(READING PASSAGE):
Visual art & encounters
unpruned tomato vines
A digital exhibition in partnership with Tea Base
Saturday, May 1 to Monday, May 31
What was once rubble barricaded by fencing in Chinatown Centre has been transformed by Tea Base and Friends of Chinatown Toronto (FOCT) into a community garden. In unpruned tomato vines artists Christie Carrière, Hannia Cheng, and Florence Yee share stories from the Chinatown Anti-Displacement Garden and trace the role of collective action and communal imagining in challenging forced displacement. Both Christie Carriere’s digital illustrations detailing the origin story of the garden and the premiere of Hannia Cheng’s short film tracing the garden’s growth will be available on VR Tea Base; an online community arts space created by Jason Li. Meanwhile, Florence Yee’s hand copied posters about the futility of rest can be found on physical street corners of Tkaronto and on the festival website.
Museum and Labour History with Brooke Downey
Tuesday, May 4 – Monday, May 31
As an emerging museum professional, Brooke quickly became interested in labour issues facing the cultural sector. Based on her own experiences in the non-profit sector, as well as union movements happening in the U.S. and the ongoing impacts of the COVID-19 pandemic, she was inspired to write a series of articles on museum labour with an intersectional lens. For Mayworks Festival, she will be taking this approach to the broader cultural sector and addressing labour issues which pervade for workers in the field. As problems cultural workers in Canada face are continuously obscured and ignored, the hope is for these articles to serve as a starting point for public conversations and actions that benefit all workers.

(THINGS TO DO):
a: In the Mayworks program, who created the online community arts space VR Tea Base?
b: Pick up the Mayworks program after its final sentence and keep writing it.

(INFORMATION GIVEN):
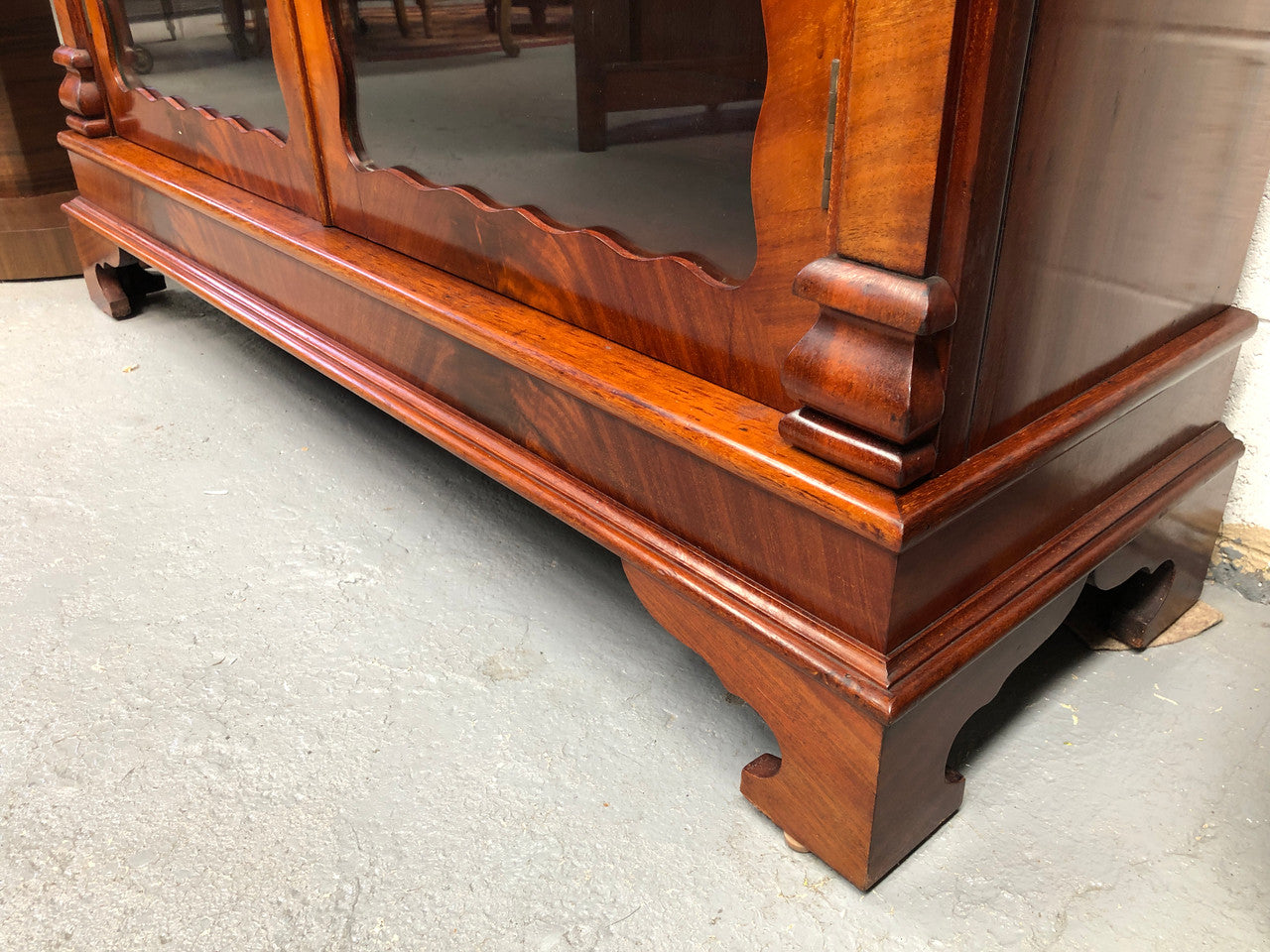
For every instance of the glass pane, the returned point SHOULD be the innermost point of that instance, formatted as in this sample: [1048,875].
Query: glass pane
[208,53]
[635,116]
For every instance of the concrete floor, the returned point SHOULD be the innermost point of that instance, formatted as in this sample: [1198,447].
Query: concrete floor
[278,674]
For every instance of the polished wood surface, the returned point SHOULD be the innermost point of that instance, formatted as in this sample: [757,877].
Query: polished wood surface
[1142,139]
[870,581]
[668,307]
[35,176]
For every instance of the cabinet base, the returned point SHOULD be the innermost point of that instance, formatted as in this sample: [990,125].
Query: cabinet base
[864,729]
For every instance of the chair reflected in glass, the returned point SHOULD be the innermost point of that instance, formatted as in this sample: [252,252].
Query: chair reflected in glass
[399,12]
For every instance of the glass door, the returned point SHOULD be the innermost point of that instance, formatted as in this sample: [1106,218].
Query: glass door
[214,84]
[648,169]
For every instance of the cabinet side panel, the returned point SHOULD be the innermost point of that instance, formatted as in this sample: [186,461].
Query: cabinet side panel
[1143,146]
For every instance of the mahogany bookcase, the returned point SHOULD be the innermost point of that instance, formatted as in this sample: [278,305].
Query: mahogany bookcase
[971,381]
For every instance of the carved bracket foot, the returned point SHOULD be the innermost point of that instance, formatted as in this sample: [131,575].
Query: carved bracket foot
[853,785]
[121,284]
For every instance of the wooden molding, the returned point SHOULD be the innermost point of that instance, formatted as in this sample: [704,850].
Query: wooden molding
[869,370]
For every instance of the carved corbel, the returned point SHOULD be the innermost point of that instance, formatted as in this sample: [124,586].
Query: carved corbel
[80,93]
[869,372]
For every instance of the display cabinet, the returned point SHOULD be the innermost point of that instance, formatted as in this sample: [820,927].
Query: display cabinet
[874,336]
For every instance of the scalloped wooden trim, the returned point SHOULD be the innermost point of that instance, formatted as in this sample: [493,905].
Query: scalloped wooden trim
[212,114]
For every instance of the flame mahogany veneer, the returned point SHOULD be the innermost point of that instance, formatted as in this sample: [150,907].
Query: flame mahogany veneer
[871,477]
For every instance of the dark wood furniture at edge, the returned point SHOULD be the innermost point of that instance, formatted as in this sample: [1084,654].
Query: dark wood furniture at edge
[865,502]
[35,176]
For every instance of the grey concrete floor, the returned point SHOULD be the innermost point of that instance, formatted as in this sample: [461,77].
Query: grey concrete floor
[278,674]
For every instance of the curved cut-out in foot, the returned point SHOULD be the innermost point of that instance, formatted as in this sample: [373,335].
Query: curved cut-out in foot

--

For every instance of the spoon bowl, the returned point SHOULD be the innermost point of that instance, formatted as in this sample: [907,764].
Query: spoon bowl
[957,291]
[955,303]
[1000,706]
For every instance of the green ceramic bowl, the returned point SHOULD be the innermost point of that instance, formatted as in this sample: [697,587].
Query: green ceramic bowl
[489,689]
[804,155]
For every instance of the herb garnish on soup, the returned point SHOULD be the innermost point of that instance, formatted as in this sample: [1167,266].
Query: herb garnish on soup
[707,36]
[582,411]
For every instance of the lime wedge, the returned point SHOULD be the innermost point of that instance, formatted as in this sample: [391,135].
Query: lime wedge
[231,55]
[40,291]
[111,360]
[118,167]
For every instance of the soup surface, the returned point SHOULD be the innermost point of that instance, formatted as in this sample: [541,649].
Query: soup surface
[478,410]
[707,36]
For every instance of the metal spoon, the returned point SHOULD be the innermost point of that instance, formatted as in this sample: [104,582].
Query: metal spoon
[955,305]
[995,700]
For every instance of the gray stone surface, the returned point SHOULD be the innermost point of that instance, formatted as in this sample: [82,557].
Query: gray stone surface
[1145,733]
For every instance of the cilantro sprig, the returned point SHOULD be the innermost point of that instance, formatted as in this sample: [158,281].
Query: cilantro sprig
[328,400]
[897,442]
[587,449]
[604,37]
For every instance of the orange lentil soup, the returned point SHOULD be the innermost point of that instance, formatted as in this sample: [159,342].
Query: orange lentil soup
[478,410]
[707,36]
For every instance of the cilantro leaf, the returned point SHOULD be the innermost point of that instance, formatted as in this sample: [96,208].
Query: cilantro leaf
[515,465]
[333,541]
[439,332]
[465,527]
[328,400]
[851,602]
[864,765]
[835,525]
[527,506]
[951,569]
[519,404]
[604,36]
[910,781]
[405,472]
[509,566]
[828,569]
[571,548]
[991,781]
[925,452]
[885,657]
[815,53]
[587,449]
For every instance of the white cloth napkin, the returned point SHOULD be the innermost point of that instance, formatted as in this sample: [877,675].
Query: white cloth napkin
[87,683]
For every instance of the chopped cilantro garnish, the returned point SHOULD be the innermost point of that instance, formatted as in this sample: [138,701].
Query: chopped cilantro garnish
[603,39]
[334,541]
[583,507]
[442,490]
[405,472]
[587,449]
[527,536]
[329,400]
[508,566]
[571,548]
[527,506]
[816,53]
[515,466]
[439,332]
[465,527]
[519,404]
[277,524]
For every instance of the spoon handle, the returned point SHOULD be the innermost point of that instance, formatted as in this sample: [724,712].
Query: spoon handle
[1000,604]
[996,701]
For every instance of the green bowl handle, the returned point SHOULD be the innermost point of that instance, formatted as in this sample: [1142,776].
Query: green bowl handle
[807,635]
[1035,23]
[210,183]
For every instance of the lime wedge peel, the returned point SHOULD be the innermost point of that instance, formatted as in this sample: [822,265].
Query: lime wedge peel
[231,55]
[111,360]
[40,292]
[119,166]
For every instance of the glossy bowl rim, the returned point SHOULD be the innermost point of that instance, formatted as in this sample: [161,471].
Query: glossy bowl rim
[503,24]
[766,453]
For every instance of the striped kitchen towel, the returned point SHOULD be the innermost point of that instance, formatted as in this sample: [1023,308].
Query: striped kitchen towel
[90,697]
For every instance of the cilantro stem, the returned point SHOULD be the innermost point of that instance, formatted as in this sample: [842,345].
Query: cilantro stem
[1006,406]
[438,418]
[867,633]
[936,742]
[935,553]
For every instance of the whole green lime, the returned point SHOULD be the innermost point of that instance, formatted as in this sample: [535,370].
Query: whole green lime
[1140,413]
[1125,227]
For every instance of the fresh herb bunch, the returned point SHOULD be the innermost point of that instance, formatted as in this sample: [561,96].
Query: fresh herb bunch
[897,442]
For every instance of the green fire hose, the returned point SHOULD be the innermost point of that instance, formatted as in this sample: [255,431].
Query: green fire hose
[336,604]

(YOUR WRITTEN ANSWERS):
a: Jason Li

b:
In the Water with Maggie Flynn
Guided Collaborative Research Session
Wednesday, May 5, 7:00-8:00PM
Performance
Thursday, May 27, 7:00-8:00PM
In the Water is a research and performance project that outlines the interconnections between extractive industries and arts institutions in Canada. The space of performance offers a moment to consider the impact of extractive industries on our material world, our economy, and platforms for artistic expression in Canada.
Latin@merica: Embedding Bodies and Localities
In partnership with Sur Gallery
Saturday, May 1 to Saturday, May 29
Through a series of installations at Sur Gallery and virtual interviews available on the Mayworks Festival website, Latin@merica: Embedding Bodies and Localities offers the possibility of rethinking how traditional place-based affiliations and notions of cultural identity end up reproduced, reaffirmed, or even transformed in the digital realm. The exhibition aims to highlight how technology has had an impact in the construction of Latin American identity and its networked localities. New forms of negotiation between the local and the global, between the virtual and the real are constantly being elaborated by the presented works, leading to new ways of understanding what it means to be Latinx and/or Latin American in a contemporary digital field.